**EXERCISE TASKS:**
1 > In the devlink mailing-list message, which three numbers does Jiri Pirko say could overlap?
2 > Carry on the devlink mailing-list message from its last line.

**DOCUMENT PASSAGE:**

[<prev] [next>] [<thread-prev] [thread-next>] [day] [month] [year] [list]
Message-ID: <e3aa20ec-a47e-0b91-d6d5-1ad2020eca28@intel.com>
Date: Fri, 15 May 2020 14:36:19 -0700
From: Jacob Keller <jacob.e.keller@...el.com>
To: Jiri Pirko <jiri@...nulli.us>
Cc: netdev@...r.kernel.org, davem@...emloft.net, kuba@...nel.org,
parav@...lanox.com, yuvalav@...lanox.com, jgg@...pe.ca,
saeedm@...lanox.com, leon@...nel.org,
andrew.gospodarek@...adcom.com, michael.chan@...adcom.com,
moshe@...lanox.com, ayal@...lanox.com, eranbe@...lanox.com,
vladbu@...lanox.com, kliteyn@...lanox.com, dchickles@...vell.com,
sburla@...vell.com, fmanlunas@...vell.com, tariqt@...lanox.com,
oss-drivers@...ronome.com, snelson@...sando.io,
drivers@...sando.io, aelior@...vell.com,
GR-everest-linux-l2@...vell.com, grygorii.strashko@...com,
mlxsw@...lanox.com, idosch@...lanox.com, markz@...lanox.com,
valex@...lanox.com, linyunsheng@...wei.com, lihong.yang@...el.com,
vikas.gupta@...adcom.com, sridhar.samudrala@...el.com
Subject: Re: [RFC v2] current devlink extension plan for NICs
On 5/15/2020 2:30 AM, Jiri Pirko wrote:
> Fri, May 15, 2020 at 01:52:54AM CEST, jacob.e.keller@...el.com wrote:
>>> $ devlink port add pci/0000.06.00.0/100 flavour pcisf pfnum 1 sfnum 10
>>>
>>
>> Can you clarify what sfnum means here? and why is it different from the
>> index? I get that the index is a unique number that identifies the port
>> regardless of type, so sfnum must be some sort of hardware internal
>> identifier?
>
> Basically pfnum, sfnum and vfnum could overlap. Index is unique within
> all groups together.
>
Right. Index is just an identifier for which port this is.
>
>>
>> When looking at this with colleagues, there was a lot of confusion about
>> the difference between the index and the sfnum.
>
> No confusion about index and pfnum/vfnum? They behave the same.
> Index is just a port handle.

**DATA SEGMENT:**

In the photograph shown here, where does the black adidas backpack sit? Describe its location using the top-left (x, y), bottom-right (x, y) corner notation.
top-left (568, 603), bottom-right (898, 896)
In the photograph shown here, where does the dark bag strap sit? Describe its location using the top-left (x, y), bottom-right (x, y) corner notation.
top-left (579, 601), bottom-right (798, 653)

**RESPONSES TO THE TASKS:**
1 > pfnum, sfnum and vfnum

2 >
>
I'm less confused about the difference between index and these "nums",
and more so questioning what pfnum/vfnum/sfnum represent? Are they
similar to the vf ID that we have in the legacy SRIOV functions? I.e. a
hardware index?
I don't think in general users necessarily care which "index" they get
upfront. They obviously very much care about the index once it's
selected. I do believe the interfaces should start with the capability
for the index to be selected automatically at creation (with the
optional capability to select a specific index if desired, as shown here).
I do not think most users want to care about what to pick for this
number. (Just as they would not want to pick a number for the port index
either).
>
>>
>>> The devlink kernel code calls down to device driver (devlink op) and asks
>>> it to create a SF port with particular attributes. Driver then instantiates
>>> the SF port in the same way it is done for VF.
>>>
>>
>> What do you mean by attributes here? what sort of attributes can be
>> requested?
>
> In the original slice proposal, it was possible to pass the mac address
> too. However with new approach (port func subobject) that is not
> possible. I'll remove this rudiment.
>
Ok.
>
>>
>>>
>>> Note that it may be possible to avoid passing port index and let the
>>> kernel assign index for you:
>>> $ devlink port add pci/0000.06.00.0 flavour pcisf pfnum 1 sfnum 10
>>>
>>> This would work in a similar way as devlink region id assignment that
>>> is being pushed now.
>>>
>>
>> Sure, this makes sense to me after seeing Jakub's recent patch for
>> regions. I like this approach. Letting the user not have to pick an ID
>> ahead of time is useful.
>>
>> Is it possible to skip providing an sfnum, and let the kernel or driver
>> pick one? Or does that not make sense?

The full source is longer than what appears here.